Tegelijk geldt: man en vrouw zijn niet gelijk. De man is eerst geschapen, daarna de vrouw. De Bijbel noemt de man hoofd. Niet onderdrukker of tiran, maar hoofd. Van zijn eigen vrouw. Dat gaat niet over mannen en vrouwen in het algemeen, maar over man en vrouw in het huwelijk! Dáárin is de man hoofd van zijn vrouw. Dat is iets positiefs. Het betekent dat hij eerstverantwoordelijke is. Hij heeft vol liefde zorg te dragen voor zijn vrouw. Dat zijn vrouw tot bloei kan komen. De Bijbel vraagt dat de vrouw haar eigen man daarin volgt. Dat ze graag en vol liefde met hem samenwerkt in dienst van Gods Koninkrijk.

In de gemeente van Korinte stond niet alleen de gemeente onder druk. De druk van onderlinge rivaliteit met genadegaven. Het probleem in Korinte was dat ook huwelijken onder druk stonden. Vrouwen bekritiseerden hun eigen mannen wanneer die een profetie inbrachten. Dát is tegen de orde die God maakte in het huwelijk van man en vrouw.

Paulus zegt: “Wie van u denkt te kunnen profeteren of in het bezit van de Geest te zijn, dient te erkennen dat wat ik u schrijf een bevel van de Heer is.” Blijkbaar beriepen de vrouwen die hun eigen man bekritiseerden zich voor het recht om kritische vragen te stellen op een profetie en op de heilige Geest. Maar Paulus zegt dat de heilige Geest ons nooit zal opdragen om de orde van God aan te tasten!

**GEGEVENSREGELS**
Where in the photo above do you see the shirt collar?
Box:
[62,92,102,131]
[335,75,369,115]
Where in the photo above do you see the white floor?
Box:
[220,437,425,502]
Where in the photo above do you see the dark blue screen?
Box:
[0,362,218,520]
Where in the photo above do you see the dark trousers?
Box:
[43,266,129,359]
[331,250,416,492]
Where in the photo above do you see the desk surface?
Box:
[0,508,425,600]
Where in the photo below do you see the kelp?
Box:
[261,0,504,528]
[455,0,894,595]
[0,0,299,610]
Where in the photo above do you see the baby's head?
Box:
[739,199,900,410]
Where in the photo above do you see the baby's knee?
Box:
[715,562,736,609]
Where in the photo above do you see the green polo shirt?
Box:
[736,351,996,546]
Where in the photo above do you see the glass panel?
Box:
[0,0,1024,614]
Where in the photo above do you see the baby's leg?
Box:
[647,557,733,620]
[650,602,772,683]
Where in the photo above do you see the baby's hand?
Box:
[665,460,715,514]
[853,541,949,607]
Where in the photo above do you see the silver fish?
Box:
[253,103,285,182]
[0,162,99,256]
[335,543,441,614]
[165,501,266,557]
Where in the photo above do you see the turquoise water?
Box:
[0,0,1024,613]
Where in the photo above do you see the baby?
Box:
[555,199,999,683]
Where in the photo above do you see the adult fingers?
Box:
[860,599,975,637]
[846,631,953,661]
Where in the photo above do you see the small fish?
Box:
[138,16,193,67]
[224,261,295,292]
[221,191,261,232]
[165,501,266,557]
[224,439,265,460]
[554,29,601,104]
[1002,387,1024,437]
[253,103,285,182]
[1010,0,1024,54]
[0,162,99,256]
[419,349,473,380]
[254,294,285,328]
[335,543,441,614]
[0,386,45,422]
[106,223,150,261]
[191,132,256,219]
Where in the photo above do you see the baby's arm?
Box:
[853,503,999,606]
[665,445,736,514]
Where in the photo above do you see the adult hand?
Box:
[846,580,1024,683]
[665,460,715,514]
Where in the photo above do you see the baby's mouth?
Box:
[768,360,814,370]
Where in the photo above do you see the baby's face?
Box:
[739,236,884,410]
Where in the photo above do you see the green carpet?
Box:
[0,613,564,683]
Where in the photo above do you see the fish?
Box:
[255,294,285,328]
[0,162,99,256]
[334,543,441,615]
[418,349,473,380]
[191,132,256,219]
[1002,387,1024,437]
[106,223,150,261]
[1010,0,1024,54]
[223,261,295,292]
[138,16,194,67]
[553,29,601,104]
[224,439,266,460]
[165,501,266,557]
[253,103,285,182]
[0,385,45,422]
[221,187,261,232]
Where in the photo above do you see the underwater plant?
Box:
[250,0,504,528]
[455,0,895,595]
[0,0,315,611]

**SCHRIFTELIJKE OPDRACHTEN**
**a.** Herhaal woord voor woord het stuk uit het paginafragment van "In de gemeente" tot en met "man en vrouw.".
**b.** Zet op een rij wat het man-zijn als hoofd volgens het paginafragment betekent, te beginnen bij "Het betekent dat".
Deze gegevens komen uit een andere bron dan het paginafragment.

**ANTWOORDEN OP VOLGORDE**
**a.**
In de gemeente van Korinte stond niet alleen de gemeente onder druk. De druk van onderlinge rivaliteit met genadegaven. Het probleem in Korinte was dat ook huwelijken onder druk stonden. Vrouwen bekritiseerden hun eigen mannen wanneer die een profetie inbrachten. Dát is tegen de orde die God maakte in het huwelijk van man en vrouw.

**b.**
- Hij is eerstverantwoordelijke.
- Hij moet vol liefde zorg dragen voor zijn vrouw.
- Zijn vrouw moet zo tot bloei kunnen komen.